Please transcribe the entries below exactly and leave out every picture.

[Data listing]
== == ==
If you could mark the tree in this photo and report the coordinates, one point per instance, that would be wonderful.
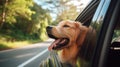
(10, 9)
(64, 9)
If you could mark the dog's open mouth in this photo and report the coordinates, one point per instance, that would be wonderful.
(59, 44)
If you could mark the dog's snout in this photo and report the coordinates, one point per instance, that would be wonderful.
(48, 29)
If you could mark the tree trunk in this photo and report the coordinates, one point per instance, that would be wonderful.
(3, 14)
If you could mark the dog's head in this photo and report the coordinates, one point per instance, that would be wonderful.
(65, 34)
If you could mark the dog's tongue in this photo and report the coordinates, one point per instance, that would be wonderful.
(55, 43)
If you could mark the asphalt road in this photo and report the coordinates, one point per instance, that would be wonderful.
(29, 56)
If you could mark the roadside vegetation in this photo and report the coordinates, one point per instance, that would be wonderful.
(24, 22)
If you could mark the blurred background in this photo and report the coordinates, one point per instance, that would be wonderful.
(23, 22)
== == ==
[Task response]
If you could mark the tree in this photo and report the coordinates, one point per instance, that would be wonderful.
(10, 9)
(64, 9)
If you could mark the dog's open mouth in this photo and report the coordinates, one point per instance, that would be wonderful.
(59, 44)
If you could mark the dog's snout in this photo and report the coordinates, one point per instance, that would be wonderful.
(48, 29)
If you could mark the tree trunk in this photo and report the coordinates, one point per instance, that would be wonderful.
(3, 14)
If you could mark the dog's head in this photo and report the coordinates, one point per instance, that would be wonderful.
(65, 34)
If you could mark the dog's tongue in this photo and report the coordinates, one point per instance, that would be wonderful.
(55, 43)
If you could mark the asphalt road in this photo and report the coordinates, one point per instance, that would be wonderful.
(29, 56)
If you could mark the roadside vegetation in this photo and report the coordinates, one point per instance, that would be wonderful.
(24, 22)
If you could mark the blurred background in this photo and report the coordinates, one point per instance, that would be wonderful.
(23, 22)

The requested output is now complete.